_REQUIREMENT_: In the article on the Philadelphia 76ers, which team beat Philadelphia in the 1977 NBA finals?

_EXERCISE TEXT_:
§

Philadelphia 76ers getting set to pay 'IOUs'?

Philadelphians may soon collect on an IOU issued by the city's pro basketball team several years ago. Overdue in this case is a National Basketball Association championship, compliments of the 76ers, who made their slogan "We owe you one" the season after losing to Portland in the 1977 NBA finals.

The slogan was retired, but not the feeling that the Sixers, called by some "the best team money can buy," still hadn't delivered. The club could finally make that delivery, though, by defeating the winner of the Los Angeles-Seattle series in the NBA championship.

Philadelphia thundered into its first championship appearance since '77 by dismantling the Boston Celtics four games to one in the Eastern Conference finals.

Once considered the league's best collection of one-on-one players, the 76ers have adjusted their roster and are now making beautiful basketball music together under Coach Billy Cunningham, a member of Philadelphia's last championship team. Cunningham even has the Sixers talking about "family" in the manner of Pittsburgh's "We Are Family" Pirates.

"Billy talks about it in our meetings," says forward Julius Erving. "He talks about 'caring' and 'helping out,' how it relates to what we do on the court."

§

_GIVEN DATA_:
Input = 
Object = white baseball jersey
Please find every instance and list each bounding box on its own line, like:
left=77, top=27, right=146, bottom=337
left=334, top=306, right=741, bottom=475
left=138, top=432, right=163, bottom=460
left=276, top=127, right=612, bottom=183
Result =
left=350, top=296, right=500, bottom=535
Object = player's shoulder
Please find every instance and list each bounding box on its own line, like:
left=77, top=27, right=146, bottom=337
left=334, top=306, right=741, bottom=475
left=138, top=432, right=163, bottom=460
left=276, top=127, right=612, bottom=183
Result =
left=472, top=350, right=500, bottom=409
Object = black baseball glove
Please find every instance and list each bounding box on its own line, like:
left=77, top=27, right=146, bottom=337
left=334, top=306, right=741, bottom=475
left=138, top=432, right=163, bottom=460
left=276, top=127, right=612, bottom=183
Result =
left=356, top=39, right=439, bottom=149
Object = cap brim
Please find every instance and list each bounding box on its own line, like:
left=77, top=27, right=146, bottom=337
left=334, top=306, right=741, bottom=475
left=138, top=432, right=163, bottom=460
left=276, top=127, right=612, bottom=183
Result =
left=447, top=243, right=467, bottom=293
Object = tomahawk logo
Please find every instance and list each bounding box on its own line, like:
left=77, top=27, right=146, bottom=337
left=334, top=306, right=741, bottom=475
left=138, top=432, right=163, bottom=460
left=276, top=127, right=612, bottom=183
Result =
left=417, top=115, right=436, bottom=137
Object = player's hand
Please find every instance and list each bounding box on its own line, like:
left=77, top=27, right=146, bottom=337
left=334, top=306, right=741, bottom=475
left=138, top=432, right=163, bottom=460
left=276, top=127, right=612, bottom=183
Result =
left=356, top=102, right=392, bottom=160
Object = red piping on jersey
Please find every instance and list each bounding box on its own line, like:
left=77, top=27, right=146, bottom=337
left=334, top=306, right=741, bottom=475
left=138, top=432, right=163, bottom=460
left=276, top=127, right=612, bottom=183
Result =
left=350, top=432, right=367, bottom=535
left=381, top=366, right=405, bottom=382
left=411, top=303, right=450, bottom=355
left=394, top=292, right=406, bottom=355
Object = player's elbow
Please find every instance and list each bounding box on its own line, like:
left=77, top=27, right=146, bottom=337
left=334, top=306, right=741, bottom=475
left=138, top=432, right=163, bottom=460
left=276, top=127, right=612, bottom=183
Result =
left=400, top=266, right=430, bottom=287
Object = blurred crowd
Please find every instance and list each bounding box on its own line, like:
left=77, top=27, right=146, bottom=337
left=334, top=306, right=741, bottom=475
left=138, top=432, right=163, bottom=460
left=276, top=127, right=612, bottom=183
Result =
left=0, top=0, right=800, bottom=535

§

_WRITTEN REPLY_: Portland